Records
=======

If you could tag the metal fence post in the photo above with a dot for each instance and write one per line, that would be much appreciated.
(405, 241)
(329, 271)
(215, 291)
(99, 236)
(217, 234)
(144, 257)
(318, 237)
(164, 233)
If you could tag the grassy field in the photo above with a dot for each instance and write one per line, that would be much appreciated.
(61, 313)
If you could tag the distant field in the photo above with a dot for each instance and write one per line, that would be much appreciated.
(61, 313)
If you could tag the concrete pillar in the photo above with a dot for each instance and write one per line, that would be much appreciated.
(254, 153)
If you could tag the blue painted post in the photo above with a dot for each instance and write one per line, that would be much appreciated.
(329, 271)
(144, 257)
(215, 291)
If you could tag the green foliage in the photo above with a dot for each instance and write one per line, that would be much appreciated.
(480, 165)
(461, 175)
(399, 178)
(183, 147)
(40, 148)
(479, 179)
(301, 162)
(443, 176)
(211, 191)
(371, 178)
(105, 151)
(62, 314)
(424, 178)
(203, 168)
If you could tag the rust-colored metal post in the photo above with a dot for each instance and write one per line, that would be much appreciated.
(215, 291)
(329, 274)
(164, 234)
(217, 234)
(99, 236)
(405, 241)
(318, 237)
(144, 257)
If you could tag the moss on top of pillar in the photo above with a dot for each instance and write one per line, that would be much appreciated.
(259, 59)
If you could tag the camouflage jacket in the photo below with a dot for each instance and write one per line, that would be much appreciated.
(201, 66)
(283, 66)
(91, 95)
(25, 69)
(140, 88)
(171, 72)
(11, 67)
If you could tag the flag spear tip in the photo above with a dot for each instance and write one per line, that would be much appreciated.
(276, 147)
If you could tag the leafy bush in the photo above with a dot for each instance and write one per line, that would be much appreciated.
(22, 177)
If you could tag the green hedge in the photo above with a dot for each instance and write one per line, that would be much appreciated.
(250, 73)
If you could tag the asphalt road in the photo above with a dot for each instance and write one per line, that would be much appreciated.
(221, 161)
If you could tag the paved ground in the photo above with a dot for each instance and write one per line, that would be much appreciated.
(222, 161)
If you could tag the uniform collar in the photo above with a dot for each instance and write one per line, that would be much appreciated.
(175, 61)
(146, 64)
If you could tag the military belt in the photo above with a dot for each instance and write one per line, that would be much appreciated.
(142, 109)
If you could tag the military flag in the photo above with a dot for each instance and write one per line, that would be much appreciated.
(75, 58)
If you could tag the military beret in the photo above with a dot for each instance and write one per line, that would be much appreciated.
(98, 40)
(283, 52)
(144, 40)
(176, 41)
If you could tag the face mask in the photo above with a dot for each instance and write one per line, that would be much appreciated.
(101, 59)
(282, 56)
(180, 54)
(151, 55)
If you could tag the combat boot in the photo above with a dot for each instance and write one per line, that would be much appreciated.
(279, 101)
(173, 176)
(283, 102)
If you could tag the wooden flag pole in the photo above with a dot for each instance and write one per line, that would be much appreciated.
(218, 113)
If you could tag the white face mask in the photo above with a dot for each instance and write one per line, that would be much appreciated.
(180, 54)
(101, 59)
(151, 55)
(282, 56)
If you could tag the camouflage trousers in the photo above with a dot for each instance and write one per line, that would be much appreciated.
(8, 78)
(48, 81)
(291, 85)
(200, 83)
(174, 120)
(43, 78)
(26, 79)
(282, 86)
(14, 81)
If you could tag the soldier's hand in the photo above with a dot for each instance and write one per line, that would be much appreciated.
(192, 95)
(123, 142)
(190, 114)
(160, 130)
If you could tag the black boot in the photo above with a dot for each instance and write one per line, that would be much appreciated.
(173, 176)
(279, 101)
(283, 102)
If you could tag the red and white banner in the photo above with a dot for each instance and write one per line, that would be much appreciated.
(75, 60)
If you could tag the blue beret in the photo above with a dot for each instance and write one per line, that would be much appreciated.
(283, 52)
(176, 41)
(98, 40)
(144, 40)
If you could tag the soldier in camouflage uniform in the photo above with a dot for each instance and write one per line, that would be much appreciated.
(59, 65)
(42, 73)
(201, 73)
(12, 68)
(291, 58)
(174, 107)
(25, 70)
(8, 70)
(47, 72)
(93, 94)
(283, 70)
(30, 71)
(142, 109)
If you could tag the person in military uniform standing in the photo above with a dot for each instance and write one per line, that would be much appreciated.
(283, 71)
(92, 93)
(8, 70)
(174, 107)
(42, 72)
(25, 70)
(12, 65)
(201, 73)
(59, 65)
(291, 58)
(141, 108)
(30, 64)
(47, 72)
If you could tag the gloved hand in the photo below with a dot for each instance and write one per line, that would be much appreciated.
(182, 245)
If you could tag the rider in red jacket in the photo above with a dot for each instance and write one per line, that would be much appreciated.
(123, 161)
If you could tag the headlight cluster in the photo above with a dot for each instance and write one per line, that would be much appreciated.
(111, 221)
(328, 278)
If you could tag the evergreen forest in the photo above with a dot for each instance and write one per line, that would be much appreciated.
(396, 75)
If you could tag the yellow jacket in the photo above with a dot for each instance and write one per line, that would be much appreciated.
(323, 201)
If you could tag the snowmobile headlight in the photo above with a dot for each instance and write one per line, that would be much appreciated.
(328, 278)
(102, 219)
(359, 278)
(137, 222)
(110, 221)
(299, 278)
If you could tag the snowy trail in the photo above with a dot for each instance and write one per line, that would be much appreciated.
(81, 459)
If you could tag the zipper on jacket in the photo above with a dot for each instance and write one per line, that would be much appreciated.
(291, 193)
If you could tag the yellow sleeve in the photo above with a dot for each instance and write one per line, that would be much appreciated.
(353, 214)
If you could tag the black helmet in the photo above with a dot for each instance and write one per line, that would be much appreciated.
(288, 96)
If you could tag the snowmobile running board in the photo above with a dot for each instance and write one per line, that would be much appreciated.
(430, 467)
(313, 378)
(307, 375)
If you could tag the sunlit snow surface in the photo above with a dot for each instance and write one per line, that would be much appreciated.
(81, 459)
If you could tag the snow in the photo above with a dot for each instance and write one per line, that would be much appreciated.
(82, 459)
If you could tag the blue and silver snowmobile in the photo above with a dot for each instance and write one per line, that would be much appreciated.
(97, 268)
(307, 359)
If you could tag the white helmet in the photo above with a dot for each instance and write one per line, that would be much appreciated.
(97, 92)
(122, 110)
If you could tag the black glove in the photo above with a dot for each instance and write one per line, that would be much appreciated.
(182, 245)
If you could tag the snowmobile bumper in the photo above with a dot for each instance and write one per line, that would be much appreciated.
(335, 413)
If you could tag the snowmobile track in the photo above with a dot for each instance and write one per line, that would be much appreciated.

=======

Given task :: Using the material above, reproduce exactly the line that contains "If you could tag the snowmobile headlight" and all lines after it through the last one, and only those.

Expected answer ::
If you could tag the snowmobile headlight in the photo above with a dot for each instance and write one per line, that would be much appreciated.
(328, 278)
(102, 219)
(359, 278)
(137, 222)
(110, 221)
(299, 278)
If you could tag the snowy trail in the photo above with a dot for each instance and write one per line, that would be much appreciated.
(81, 459)
If you could tag the zipper on jacket in the photo above with a dot for each instance and write one per line, that would be much appreciated.
(291, 193)
If you could tag the yellow sleeve in the photo above with a dot for each instance and write one per line, that would be much appreciated.
(353, 214)
If you could tag the black helmet in the photo above with a dot for each instance and write one per line, that would be much appreciated.
(288, 96)
If you could tag the snowmobile running board in the photo above with a dot for each instance and write one per line, that would be much appreciated.
(430, 467)
(313, 378)
(307, 375)
If you could tag the sunlit snow surface in the photo above with a dot for each instance and write one per line, that would be much appreciated.
(81, 459)
If you could tag the snow in the photo above with a dot for each instance and write one per line, that would be much appreciated.
(82, 459)
If you could tag the blue and silver snowmobile in the photo above with a dot for each instance and write one per line, that would be much appreciated.
(97, 268)
(307, 359)
If you could tag the white helmet in the photo above with a dot for each instance and write one per line, that would be much appreciated.
(97, 92)
(122, 110)
If you could tag the black glove in the photo above with a dot for each instance and write one per line, that would be much appreciated.
(182, 245)
If you could tag the snowmobile bumper in the photo above with a dot for each instance and write one per line, that would be much appreciated.
(335, 413)
If you could tag the snowmobile track in the photo above with a dot for each instance and write one per line, that would be much appreciated.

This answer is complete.